(Text section begins)

In July 2008 about 30,000 people gathered on Boston Common to celebrate the “Life is good” symbol. The festival was a tribute to the line of T-shirts and other products featuring a stick figure with a French beret and infectious smile.
People at the Festival were quoted as saying things like “I think the happiest people alive are the ones who are happy with the simple things”. The company that owns the symbol exhibits the kind of social consciousness associated with businesses in the upper Northeast, giving a percentage of its profits to support the Life is good Kids Foundation, established to help children facing unfair challenges.
I once knew a real life stick figure with upper Northeastern roots and an infectious smile, and his name was Richard Favreau.
I first met Rich when he was a teaching assistant in the contact lens laboratory of the graduate school we attended, the Pennsylvania College of Optometry. Rich was two years ahead of me, and had not yet acquired the title of Dr. Favreau, but it was obvious to those of us under his tutelage that he was a very special individual. I decided then and there that when I grew up, I wanted to be just like Rich.

(Text section ends)
(Provided records begins)

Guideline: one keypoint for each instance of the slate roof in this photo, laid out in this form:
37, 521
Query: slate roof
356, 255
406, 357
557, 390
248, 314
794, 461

(Provided records ends)

• What you will do:
- a) Answer these about the passage on the Life is good festival:
(i) About how many people gathered on Boston Common in July 2008?
(ii) What kind of hat does the stick figure wear?
(iii) What graduate school did the writer and Rich attend?
- b) Copy the part of the passage on the Life is good festival between "I once knew" and "just like Rich.", inclusive.

• Answer list:
- a)
(i) About 30,000
(ii) A French beret
(iii) The Pennsylvania College of Optometry

- b)
I once knew a real life stick figure with upper Northeastern roots and an infectious smile, and his name was Richard Favreau.
I first met Rich when he was a teaching assistant in the contact lens laboratory of the graduate school we attended, the Pennsylvania College of Optometry. Rich was two years ahead of me, and had not yet acquired the title of Dr. Favreau, but it was obvious to those of us under his tutelage that he was a very special individual. I decided then and there that when I grew up, I wanted to be just like Rich.